Saved entries:
* * *

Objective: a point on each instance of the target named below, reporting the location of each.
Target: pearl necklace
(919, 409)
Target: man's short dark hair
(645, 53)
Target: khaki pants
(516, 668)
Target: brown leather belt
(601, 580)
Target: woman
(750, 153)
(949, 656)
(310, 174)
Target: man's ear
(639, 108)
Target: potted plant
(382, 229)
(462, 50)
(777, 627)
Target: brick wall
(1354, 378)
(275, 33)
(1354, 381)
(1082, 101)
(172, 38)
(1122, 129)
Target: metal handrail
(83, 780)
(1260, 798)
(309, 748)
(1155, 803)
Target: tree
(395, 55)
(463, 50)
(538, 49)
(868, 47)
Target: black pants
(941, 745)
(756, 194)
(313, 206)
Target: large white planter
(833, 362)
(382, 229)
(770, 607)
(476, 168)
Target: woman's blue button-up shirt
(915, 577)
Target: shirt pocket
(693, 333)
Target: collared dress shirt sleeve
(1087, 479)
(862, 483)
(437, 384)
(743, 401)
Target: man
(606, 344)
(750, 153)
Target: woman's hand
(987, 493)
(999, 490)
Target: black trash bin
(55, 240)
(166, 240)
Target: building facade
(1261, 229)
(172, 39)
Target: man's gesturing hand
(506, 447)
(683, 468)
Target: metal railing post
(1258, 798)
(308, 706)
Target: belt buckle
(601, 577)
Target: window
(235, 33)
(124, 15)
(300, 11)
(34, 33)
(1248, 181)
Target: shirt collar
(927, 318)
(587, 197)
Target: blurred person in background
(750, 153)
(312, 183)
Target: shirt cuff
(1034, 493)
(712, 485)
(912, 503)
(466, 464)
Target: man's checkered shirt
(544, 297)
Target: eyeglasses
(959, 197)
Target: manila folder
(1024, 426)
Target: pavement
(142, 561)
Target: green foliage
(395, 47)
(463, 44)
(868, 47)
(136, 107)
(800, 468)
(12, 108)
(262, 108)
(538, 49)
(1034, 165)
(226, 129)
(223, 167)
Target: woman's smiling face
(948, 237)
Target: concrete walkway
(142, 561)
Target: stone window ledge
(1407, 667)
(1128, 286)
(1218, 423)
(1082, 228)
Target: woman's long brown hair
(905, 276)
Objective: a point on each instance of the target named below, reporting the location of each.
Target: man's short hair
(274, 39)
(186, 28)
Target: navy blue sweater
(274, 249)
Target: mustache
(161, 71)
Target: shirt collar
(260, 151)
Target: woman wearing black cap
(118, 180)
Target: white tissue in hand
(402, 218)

* * *

AIM OF THE EXERCISE: Each record is to be transcribed exactly and in full.

YOUR SOLUTION:
Objective: a point on each instance of the target named below, reporting the location of each.
Target: pearl necklace
(919, 409)
Target: man's short dark hair
(645, 53)
Target: khaki pants
(516, 668)
Target: brown leather belt
(601, 580)
Target: woman
(750, 153)
(949, 656)
(310, 174)
Target: man's ear
(639, 108)
Target: potted plant
(382, 229)
(462, 50)
(777, 627)
Target: brick wall
(1354, 378)
(275, 33)
(1354, 381)
(1082, 101)
(172, 38)
(1122, 129)
Target: metal handrail
(83, 780)
(1260, 798)
(309, 748)
(1155, 803)
Target: tree
(395, 55)
(463, 50)
(538, 49)
(868, 47)
Target: black pants
(941, 745)
(756, 194)
(313, 206)
Target: large white planter
(833, 362)
(382, 229)
(770, 607)
(476, 168)
Target: woman's blue button-up shirt
(915, 577)
Target: shirt pocket
(693, 333)
Target: collared dress shirt sleeve
(1087, 479)
(862, 483)
(437, 384)
(743, 401)
Target: man
(606, 344)
(750, 153)
Target: woman's hand
(987, 493)
(999, 490)
Target: black trash bin
(55, 240)
(166, 240)
Target: building facade
(1261, 229)
(172, 39)
Target: man's gesturing hand
(506, 447)
(683, 468)
Target: metal railing post
(1258, 798)
(308, 706)
Target: belt buckle
(601, 577)
Target: window
(235, 33)
(124, 15)
(300, 11)
(34, 33)
(1248, 181)
Target: shirt collar
(927, 318)
(587, 197)
Target: blurred person in background
(750, 153)
(312, 183)
Target: shirt cuff
(1034, 493)
(712, 485)
(912, 503)
(466, 464)
Target: man's checkered shirt
(544, 297)
Target: eyeglasses
(959, 197)
Target: manila folder
(1024, 426)
Target: pavement
(142, 561)
Target: green foliage
(395, 47)
(463, 44)
(868, 47)
(136, 107)
(800, 468)
(12, 108)
(262, 108)
(538, 49)
(1034, 165)
(226, 129)
(223, 167)
Target: woman's smiling face
(948, 237)
Target: concrete walkway
(142, 561)
Target: stone window ledge
(1407, 667)
(1128, 286)
(1218, 423)
(1082, 228)
Target: woman's long brown hair
(905, 276)
Objective: a point on each instance of the target named below, reporting the location of each.
Target: man's short hair
(274, 39)
(186, 28)
Target: navy blue sweater
(274, 249)
Target: mustache
(161, 71)
Target: shirt collar
(260, 151)
Target: woman wearing black cap
(118, 180)
Target: white tissue in hand
(402, 218)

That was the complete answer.